Stored entries
****

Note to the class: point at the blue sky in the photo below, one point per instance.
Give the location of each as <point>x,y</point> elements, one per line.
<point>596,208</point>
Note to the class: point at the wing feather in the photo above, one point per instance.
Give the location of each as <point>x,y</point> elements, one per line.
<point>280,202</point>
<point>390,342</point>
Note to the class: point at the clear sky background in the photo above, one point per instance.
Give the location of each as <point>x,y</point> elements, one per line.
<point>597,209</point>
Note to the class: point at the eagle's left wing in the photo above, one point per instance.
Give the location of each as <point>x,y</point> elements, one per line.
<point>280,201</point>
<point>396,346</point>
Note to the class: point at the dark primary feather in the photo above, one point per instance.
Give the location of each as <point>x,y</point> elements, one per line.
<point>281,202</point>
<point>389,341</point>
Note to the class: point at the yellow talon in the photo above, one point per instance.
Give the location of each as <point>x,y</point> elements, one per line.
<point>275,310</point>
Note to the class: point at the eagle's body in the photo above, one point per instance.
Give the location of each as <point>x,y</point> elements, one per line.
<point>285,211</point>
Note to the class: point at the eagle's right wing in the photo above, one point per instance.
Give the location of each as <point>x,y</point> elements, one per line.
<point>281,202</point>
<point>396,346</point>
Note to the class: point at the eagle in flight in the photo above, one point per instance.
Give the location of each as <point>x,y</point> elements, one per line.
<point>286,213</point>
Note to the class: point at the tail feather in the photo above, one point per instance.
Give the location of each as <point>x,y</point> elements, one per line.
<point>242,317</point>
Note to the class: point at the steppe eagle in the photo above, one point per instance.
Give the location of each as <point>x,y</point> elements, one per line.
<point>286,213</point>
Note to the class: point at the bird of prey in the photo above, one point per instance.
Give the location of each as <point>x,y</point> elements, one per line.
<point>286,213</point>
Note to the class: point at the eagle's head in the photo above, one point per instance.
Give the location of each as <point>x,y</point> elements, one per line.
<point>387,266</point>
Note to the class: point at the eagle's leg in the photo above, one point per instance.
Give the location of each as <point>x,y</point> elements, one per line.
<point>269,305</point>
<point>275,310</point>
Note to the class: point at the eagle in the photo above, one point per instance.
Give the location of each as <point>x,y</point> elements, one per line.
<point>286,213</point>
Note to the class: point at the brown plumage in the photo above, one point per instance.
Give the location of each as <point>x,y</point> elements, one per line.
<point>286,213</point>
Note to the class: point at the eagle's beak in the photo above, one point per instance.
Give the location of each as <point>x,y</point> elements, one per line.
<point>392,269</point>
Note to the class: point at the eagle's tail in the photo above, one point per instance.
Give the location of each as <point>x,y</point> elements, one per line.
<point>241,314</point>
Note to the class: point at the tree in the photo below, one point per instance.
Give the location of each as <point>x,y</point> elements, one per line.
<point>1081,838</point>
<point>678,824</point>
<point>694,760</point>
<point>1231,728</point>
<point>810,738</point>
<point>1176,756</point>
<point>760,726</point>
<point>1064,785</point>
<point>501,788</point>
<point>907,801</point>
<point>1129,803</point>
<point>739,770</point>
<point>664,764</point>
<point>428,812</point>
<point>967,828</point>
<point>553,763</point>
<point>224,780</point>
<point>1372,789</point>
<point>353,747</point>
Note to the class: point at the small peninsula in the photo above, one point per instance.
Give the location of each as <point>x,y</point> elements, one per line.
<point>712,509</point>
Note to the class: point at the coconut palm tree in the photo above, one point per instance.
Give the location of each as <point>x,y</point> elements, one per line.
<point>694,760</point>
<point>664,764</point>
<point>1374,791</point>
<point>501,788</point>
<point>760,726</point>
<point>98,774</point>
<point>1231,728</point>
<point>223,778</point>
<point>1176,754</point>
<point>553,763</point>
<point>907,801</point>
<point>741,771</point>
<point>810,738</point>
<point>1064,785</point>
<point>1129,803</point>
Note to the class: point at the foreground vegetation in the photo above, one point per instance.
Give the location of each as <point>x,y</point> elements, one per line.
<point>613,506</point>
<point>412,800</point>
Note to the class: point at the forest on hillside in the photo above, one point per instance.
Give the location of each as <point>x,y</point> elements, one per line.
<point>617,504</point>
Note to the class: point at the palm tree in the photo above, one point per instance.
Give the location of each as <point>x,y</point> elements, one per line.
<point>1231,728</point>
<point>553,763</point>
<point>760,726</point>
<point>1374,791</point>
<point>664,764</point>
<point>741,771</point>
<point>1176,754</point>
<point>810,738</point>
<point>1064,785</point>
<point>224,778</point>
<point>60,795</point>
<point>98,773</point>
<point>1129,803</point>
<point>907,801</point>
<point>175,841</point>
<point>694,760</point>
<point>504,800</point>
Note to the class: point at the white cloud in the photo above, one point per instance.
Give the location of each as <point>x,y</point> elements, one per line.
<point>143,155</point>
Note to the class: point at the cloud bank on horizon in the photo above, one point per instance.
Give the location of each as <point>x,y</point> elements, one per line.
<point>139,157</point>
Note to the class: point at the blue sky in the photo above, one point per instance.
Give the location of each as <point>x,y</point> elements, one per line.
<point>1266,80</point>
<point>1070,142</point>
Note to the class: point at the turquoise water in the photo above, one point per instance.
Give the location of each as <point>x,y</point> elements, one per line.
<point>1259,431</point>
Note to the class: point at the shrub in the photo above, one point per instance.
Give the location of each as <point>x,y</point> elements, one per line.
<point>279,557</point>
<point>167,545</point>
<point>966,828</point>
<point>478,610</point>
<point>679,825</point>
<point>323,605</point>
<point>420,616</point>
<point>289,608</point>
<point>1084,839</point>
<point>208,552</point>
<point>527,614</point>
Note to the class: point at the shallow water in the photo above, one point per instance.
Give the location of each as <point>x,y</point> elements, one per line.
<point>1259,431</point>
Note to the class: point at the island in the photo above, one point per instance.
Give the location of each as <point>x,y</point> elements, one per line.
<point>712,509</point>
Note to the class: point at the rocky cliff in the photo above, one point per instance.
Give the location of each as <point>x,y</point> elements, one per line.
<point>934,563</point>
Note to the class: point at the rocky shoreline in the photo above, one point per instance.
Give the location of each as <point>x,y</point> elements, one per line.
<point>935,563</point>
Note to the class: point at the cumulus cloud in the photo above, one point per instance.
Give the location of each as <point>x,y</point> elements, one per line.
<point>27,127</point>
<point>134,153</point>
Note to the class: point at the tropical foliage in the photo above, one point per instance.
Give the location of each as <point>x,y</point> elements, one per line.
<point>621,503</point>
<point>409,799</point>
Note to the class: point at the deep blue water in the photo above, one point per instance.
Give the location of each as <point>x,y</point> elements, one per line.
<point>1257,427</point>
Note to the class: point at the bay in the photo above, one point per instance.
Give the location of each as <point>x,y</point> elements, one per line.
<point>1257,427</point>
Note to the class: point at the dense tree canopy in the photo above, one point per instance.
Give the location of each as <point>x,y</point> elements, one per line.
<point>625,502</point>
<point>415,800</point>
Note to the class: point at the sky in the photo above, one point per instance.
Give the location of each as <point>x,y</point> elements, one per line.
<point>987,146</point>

****

Print out all the entries precisely as written.

Note to the class: point at the blue sky in the photo below, one point per instance.
Give the location of each as <point>x,y</point> elements, one per line.
<point>596,208</point>
Note to the class: point at the wing feather in the photo above, one point per instance.
Give the location of each as <point>x,y</point> elements, one per line.
<point>280,202</point>
<point>390,342</point>
Note to the class: point at the clear sky background in the photo above, one point per instance.
Give the location of each as <point>x,y</point> elements, one per line.
<point>597,209</point>
Note to the class: point at the eagle's left wing in the photo above, one point per instance.
Give the location of each as <point>x,y</point> elements, one per line.
<point>280,201</point>
<point>396,346</point>
Note to the class: point at the dark primary feather in the photo above, one point per instance.
Give the location of each as <point>x,y</point> elements, one per line.
<point>281,202</point>
<point>389,341</point>
Note to the class: point at the yellow talon in the photo above, one point per instance.
Give the location of each as <point>x,y</point> elements, one per line.
<point>275,310</point>
Note to the class: point at the eagle's body in the photo above, one point per instance.
Give the location of each as <point>x,y</point> elements, one per line.
<point>285,211</point>
Note to the class: point at the eagle's right wing in the photo above, one point per instance.
Give the location of each as <point>x,y</point> elements, one per line.
<point>281,202</point>
<point>396,346</point>
Note to the class: point at the eagle in flight in the photo above, one point per instance.
Give the location of each as <point>x,y</point> elements, one per line.
<point>286,213</point>
Note to the class: point at the tail feather in the photo above, one point per instance.
Give the location of each as <point>x,y</point> elements, one per line.
<point>242,317</point>
Note to the class: point at the steppe eagle in the photo above, one point per instance.
Give the location of each as <point>x,y</point> elements, one per line.
<point>286,213</point>
Note to the class: point at the bird of prey in the photo above, one point per instance.
Give the location of each as <point>x,y</point> elements, one per line.
<point>286,213</point>
Note to the class: point at the eagle's head in the photo above, one point per instance.
Give the location of each as <point>x,y</point> elements, one per line.
<point>387,266</point>
Note to the class: point at the eagle's leg in the photo above, one point per instance.
Give the location of each as <point>x,y</point> elements, one per line.
<point>269,305</point>
<point>275,310</point>
Note to the class: point at the eagle in the photo above, one point per instance.
Give the location of each as <point>x,y</point> elements, one per line.
<point>286,213</point>
Note to the class: point at the brown plumage in the photo above, one point per instance.
Give the location of each as <point>x,y</point> elements, one per line.
<point>286,213</point>
Note to the class: point at the eagle's beak in the photo above, one point per instance.
Give the location of each as <point>x,y</point> elements, one per line.
<point>392,269</point>
Note to the class: point at the eagle's tail in the photo above, one point per instance.
Give the location of each as <point>x,y</point> elements, one per line.
<point>241,314</point>
Note to the class: point at the tree in the photo below, one point per instance.
Give the location of each as <point>x,y</point> elements, one per line.
<point>1081,838</point>
<point>678,824</point>
<point>694,760</point>
<point>1231,728</point>
<point>810,738</point>
<point>1176,756</point>
<point>760,726</point>
<point>1064,785</point>
<point>501,788</point>
<point>907,801</point>
<point>1129,803</point>
<point>739,770</point>
<point>664,764</point>
<point>428,812</point>
<point>967,828</point>
<point>553,763</point>
<point>224,780</point>
<point>1372,789</point>
<point>353,747</point>
Note to the class: point at the small peninsula in the photo above, one point per instance.
Give the location of each as <point>x,y</point> elements, one per line.
<point>712,509</point>
Note to the class: point at the coconut palm tree in the photo above, one point per instance.
Give the location of each as <point>x,y</point> elements, one per line.
<point>694,760</point>
<point>664,764</point>
<point>1374,791</point>
<point>501,788</point>
<point>760,726</point>
<point>98,774</point>
<point>1231,728</point>
<point>223,778</point>
<point>1176,754</point>
<point>553,763</point>
<point>907,801</point>
<point>741,771</point>
<point>810,738</point>
<point>1064,785</point>
<point>1129,803</point>
Note to the class: point at the foreground vegetation in the photo above, one point per instance.
Give the location of each as <point>x,y</point> elements, one per line.
<point>613,506</point>
<point>412,800</point>
Note to the class: point at the forest on hillside in the photo above, one point per instance.
Give the location of each as <point>x,y</point> elements, one per line.
<point>617,504</point>
Note to the class: point at the palm tree in the photo above, one point per instance.
Give the location of each as <point>x,y</point> elements, one per line.
<point>1231,728</point>
<point>553,763</point>
<point>760,726</point>
<point>1374,791</point>
<point>664,764</point>
<point>741,771</point>
<point>1176,754</point>
<point>810,738</point>
<point>1064,785</point>
<point>224,778</point>
<point>60,795</point>
<point>98,773</point>
<point>1129,803</point>
<point>907,801</point>
<point>175,841</point>
<point>694,760</point>
<point>504,800</point>
Note to the class: point at the white cloud in the photo above, one point per instance.
Give the location of each as <point>x,y</point> elements, one per line.
<point>143,155</point>
Note to the class: point at the cloud bank on horizon in the photo above, one point per instance.
Give the location of each as <point>x,y</point> elements, one per line.
<point>139,157</point>
Note to the class: point at the blue sky in the photo above, one point per instance.
Give the location of each as <point>x,y</point> elements, one per line.
<point>1266,80</point>
<point>1070,142</point>
Note to the class: point at the turquoise water in the photo above, one point per instance.
Give the location of each as <point>x,y</point> elements, one per line.
<point>1259,431</point>
Note to the class: point at the shrub in the photo above, one point per instance.
Give the location of each as <point>x,y</point> elements, one per line.
<point>279,557</point>
<point>167,545</point>
<point>966,828</point>
<point>478,610</point>
<point>679,825</point>
<point>323,605</point>
<point>420,616</point>
<point>289,608</point>
<point>1084,839</point>
<point>208,552</point>
<point>527,614</point>
Note to the class: point at the shallow water in the photo above, one point per instance.
Give the location of each as <point>x,y</point> elements, one per line.
<point>1259,431</point>
Note to the class: point at the island in the photo above, one point per instance.
Give the location of each as <point>x,y</point> elements, one per line.
<point>712,509</point>
Note to the class: point at the rocky cliff in the photo above, one point per instance.
Give the location of each as <point>x,y</point> elements, one per line.
<point>934,563</point>
Note to the class: point at the rocky shoreline in the photo above, one point per instance.
Give the location of each as <point>x,y</point> elements, one per line.
<point>935,563</point>
Note to the class: point at the cumulus cloud in the photo above, one point per instance.
Give the location of each as <point>x,y</point> elements, one per line.
<point>27,127</point>
<point>134,153</point>
Note to the class: point at the tropical foliage in the photo above, one point per instance.
Give the location of each as <point>x,y</point> elements, one per line.
<point>621,503</point>
<point>409,799</point>
Note to the class: point at the deep blue water in the photo above, one point per instance.
Give the location of each as <point>x,y</point> elements, one per line.
<point>1257,427</point>
Note to the class: point at the bay in the photo above, one point per instance.
Give the location of each as <point>x,y</point> elements, one per line.
<point>1257,427</point>
Note to the class: point at the dense tree canopy in the photo above, one point per instance.
Give the location of each as <point>x,y</point> elements, one per line.
<point>625,502</point>
<point>415,800</point>
Note to the class: point at the sky in the photo above, one point per instance.
Give the location of each as <point>x,y</point> elements, one per line.
<point>987,146</point>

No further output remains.